━━ Предоставленный отрывок

А в слове «достаточна» больше смелости, чем кажется. Формула не описывает задним числом то, что уже видела; она высовывает шею и предсказывает наперёд. Где бы ни открылся зазор — в ремесле, о котором мы ничего не знаем, у людей, которых не видели, в деле, какого прежде не было, — там будет и оживление орудия. Найди высокий риск при неполной власти — и можешь заранее искать у вещи имя, запрет на чужую руку, бережность сверх нужды; они окажутся на месте. И обратное так же остро: встретив дело без всякого оживления, ищи причину в одном из двух — либо человек держит исход целиком, либо не держит ничего. Третьего формула не допускает. Тем она и проверяема, что заранее говорит, чего быть не может.
Проще всего увидеть это на клинке. Меч оживает не одним лишь порогом боя. У хорошего клинка есть имя и родословная; за ним стоит рука мастера, ковавшего его месяцами; он наследуется, дарится, занимает своё место в ряду поколений. Он одухотворён ремеслом, происхождением, положением среди людей — и остаётся таким, даже когда лежит в покое, вдали от всякой опасности, на подставке в тихом доме. Порог боя — лишь один из корней его жизни, и, быть может, не самый цепкий. Здесь довольно одной оговорки, не разворота: клинок — случай переопределённый. У его оживления несколько источников разом, и риск — только один из них.
Это не пробоина в формуле, а предупреждающий знак на ней. Зазор — самый общий корень оживления, тот, что прорастает всюду и у всех, через десятки тысяч лет и на всех континентах; с него и начат счёт. Но не единственный. Рядом с порогом действуют и другие силы — ремесло, дар, родословная, имя, — и в иных вещах они сплетаются с риском так тесно, что одной формулой их не разнять. Признать это сразу — не ослабить формулу, а уберечь её от превращения в догму, которая каждый случай стрижёт под одну гребёнку. Честная формула знает, где её власть кончается, — ровно как мастер знает, где кончается его собственная.

━━━━
━━ Выборка записей

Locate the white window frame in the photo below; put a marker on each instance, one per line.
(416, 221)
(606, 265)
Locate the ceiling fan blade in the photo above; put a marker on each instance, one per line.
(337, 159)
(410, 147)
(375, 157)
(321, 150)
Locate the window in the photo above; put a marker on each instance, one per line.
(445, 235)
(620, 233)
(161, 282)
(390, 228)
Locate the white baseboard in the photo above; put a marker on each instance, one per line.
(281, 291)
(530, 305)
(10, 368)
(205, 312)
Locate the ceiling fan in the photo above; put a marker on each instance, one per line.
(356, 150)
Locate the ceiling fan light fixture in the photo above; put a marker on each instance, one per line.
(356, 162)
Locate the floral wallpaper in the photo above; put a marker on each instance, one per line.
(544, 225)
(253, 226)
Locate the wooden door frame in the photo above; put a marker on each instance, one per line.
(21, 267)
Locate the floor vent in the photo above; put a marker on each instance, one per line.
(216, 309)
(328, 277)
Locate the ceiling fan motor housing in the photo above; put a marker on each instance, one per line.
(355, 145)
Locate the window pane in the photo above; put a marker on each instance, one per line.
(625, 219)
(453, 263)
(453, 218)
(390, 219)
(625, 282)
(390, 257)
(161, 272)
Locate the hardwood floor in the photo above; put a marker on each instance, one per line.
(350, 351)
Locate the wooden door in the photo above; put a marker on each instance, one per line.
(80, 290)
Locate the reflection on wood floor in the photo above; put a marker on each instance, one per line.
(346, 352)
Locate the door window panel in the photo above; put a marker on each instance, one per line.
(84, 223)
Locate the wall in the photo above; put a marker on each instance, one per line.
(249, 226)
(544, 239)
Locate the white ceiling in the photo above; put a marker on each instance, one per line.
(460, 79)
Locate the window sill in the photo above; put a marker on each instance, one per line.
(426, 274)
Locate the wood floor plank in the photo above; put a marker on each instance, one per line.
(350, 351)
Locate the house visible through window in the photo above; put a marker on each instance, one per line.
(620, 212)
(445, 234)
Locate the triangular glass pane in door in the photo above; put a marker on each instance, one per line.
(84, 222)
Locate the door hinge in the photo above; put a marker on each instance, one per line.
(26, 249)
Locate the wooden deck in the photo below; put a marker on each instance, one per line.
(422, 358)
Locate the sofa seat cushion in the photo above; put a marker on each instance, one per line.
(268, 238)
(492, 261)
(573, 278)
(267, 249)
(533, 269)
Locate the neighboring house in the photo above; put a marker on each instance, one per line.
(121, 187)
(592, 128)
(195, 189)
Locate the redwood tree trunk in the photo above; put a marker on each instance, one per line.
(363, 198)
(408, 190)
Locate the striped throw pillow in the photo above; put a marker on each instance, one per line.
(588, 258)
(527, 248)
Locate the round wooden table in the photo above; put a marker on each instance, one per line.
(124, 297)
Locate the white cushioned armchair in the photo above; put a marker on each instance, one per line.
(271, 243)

━━━━

◆ **Текст задания**
Изложите суть отрывка о формуле оживления вещей в двух предложениях. Для ответа используйте только отрывок.

◆ **Полный ответ**
Формула предсказывает наперёд: где высокий риск сочетается с неполной властью, у вещи окажутся имя, запрет на чужую руку и бережность сверх нужды, а где оживления нет, человек либо держит исход целиком, либо не держит ничего. На примере клинка, одухотворённого ещё и ремеслом, происхождением и положением среди людей, видно, что зазор — самый общий, но не единственный корень оживления, и признание этого уберегает формулу от превращения в догму.